## EXERCISE DIRECTIONS
Starting at the line that contains "of the gray", return every line down to the end of the records below, exactly as written.

Photo-based referring expression data:
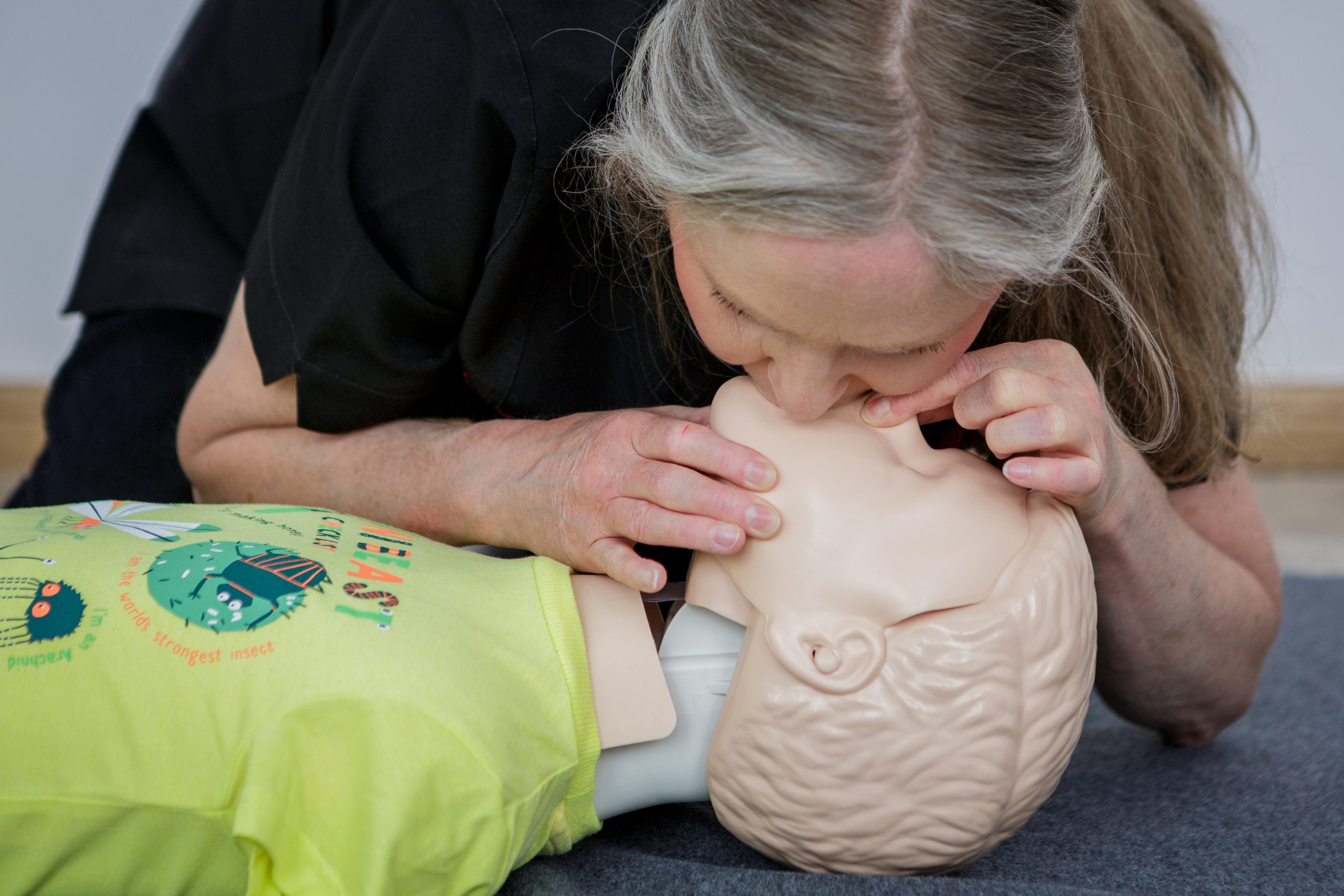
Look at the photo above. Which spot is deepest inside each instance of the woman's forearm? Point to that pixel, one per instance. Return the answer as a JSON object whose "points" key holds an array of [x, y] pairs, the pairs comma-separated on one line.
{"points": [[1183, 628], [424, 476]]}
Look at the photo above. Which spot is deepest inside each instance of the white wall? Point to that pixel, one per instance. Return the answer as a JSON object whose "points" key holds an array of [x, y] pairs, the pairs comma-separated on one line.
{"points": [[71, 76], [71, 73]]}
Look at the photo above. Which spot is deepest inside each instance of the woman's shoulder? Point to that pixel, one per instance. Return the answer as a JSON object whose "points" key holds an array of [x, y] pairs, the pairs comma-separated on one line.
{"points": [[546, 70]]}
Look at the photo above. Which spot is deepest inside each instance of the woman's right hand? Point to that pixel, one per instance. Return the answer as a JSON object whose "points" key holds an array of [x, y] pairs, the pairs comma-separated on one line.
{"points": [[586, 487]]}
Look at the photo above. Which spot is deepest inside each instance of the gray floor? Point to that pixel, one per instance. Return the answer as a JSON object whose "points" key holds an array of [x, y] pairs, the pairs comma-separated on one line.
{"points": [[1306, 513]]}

## ANSWER SPACE
Look at the photo above. Which spot is deepest inside each instance of the gray floor? Point to that pixel, one per instance. Return the answer as a JSON object whose "points" key holds an array of [x, y] pairs, the pairs comma-separated on one line.
{"points": [[1306, 513]]}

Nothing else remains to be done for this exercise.